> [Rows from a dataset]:
---

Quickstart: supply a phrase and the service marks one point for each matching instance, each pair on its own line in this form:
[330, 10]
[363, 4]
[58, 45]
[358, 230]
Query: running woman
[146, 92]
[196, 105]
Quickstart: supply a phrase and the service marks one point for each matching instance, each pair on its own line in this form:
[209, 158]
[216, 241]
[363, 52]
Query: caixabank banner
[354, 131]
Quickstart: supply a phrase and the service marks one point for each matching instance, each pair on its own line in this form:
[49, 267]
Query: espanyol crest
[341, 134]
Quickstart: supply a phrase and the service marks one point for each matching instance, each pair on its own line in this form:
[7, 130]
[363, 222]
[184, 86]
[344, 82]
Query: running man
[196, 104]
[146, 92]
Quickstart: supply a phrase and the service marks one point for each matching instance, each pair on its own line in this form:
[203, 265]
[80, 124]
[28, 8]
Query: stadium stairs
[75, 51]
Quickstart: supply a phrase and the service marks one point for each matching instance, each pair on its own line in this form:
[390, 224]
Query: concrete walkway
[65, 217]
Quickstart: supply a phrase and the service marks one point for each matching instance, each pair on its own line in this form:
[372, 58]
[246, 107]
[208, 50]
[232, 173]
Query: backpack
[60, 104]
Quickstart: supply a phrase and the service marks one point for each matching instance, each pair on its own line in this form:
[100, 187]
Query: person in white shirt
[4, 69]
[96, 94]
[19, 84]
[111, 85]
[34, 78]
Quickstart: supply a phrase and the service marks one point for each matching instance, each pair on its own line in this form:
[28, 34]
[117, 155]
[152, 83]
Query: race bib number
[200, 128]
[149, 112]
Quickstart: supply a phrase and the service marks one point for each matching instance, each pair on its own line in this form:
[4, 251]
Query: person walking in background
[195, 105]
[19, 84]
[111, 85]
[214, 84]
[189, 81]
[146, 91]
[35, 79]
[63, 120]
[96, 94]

---

> [The task]: All of the material above needs to be retyped word for word.

> [Answer for the task]:
Quickstart: supply a phrase and the service marks one point for each matching instance, each pair on its own line in this form:
[330, 10]
[363, 4]
[58, 45]
[358, 230]
Query: running woman
[146, 92]
[196, 105]
Quickstart: supply a phrase and the service marks one point for each matching instance, each pair on its own line in this form:
[209, 158]
[216, 241]
[363, 52]
Query: caixabank banner
[354, 131]
Quickstart: supply a phrase and the service marks one point for each matching instance, each pair on its own line in this form:
[49, 267]
Query: espanyol crest
[341, 134]
Quickstart: supply a phrase and the service marks one point for each matching instance, each pair on its own line in this form:
[7, 130]
[363, 222]
[184, 86]
[344, 82]
Query: running man
[196, 104]
[146, 92]
Quickstart: supply a phrase and the service marks one point for each matching instance, each pair on its own line in this form:
[203, 265]
[80, 124]
[28, 8]
Query: stadium stairs
[75, 51]
Quickstart: supply a phrase and the service marks one point for each matching instance, each pair on its own line in this form:
[390, 224]
Query: concrete walkway
[65, 217]
Quickstart: supply a phrase and the service marks one point for each matching instance, each pair on its own line in this form:
[372, 58]
[246, 107]
[208, 50]
[232, 173]
Query: backpack
[60, 104]
Quickstart: supply a phrase and the service marks one point for each matching instance, each pair on its own line in this form:
[100, 187]
Query: person in white shirt
[4, 69]
[96, 94]
[19, 84]
[111, 85]
[34, 78]
Quickstart: supply a phrase and the service marks one point for each matching instance, each pair on its own line in this form:
[28, 34]
[117, 155]
[152, 83]
Query: race bib number
[200, 128]
[149, 112]
Quickstart: supply a phrase and the service marks one point for each matching instance, each pair on its own line in this form:
[4, 251]
Query: person walking in background
[195, 105]
[19, 84]
[111, 85]
[214, 84]
[189, 81]
[146, 91]
[35, 79]
[63, 120]
[96, 94]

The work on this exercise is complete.